[Directions for this task]:
From the passage on Li's career, list every position to which Li was appointed or promoted, in the order the passage gives them.

-------- Text passage

He remained in Taipei until 1950. In that year he returned to the United
States and accepted a fellowship at the Blandy Farm of Research of the
University of Virginia at Boyce, Virginia. In the spring of 1951, the
Smithsonian Institution in Washington, D.C., appointed Li to the position
of Research Associate.
In
1952, Li returned to Philadelphia to work on the cytotaxonomy of American
azaleas. He was stationed at the Morris Arboretum of the University
of Pennsylvania, which was headed by Dr. Schramm, his faculty director
at Penn from 1943 to 1946. In 1958 the University of Pennsylvania promoted
Li from Research Associate to Associate Professor and in 1963 promoted
him again, this time to Professor of Botany. In 1971, Penn appointed
him Acting Director of the Arboretum, and in 1972, promoted him to Director.

----------------
-------- Entries supplied

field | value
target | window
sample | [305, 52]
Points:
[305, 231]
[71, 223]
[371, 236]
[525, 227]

----------------

[Written response]:
1. Research Associate (Smithsonian Institution, 1951)
2. Associate Professor (University of Pennsylvania, 1958)
3. Professor of Botany (1963)
4. Acting Director of the Arboretum (1971)
5. Director (1972)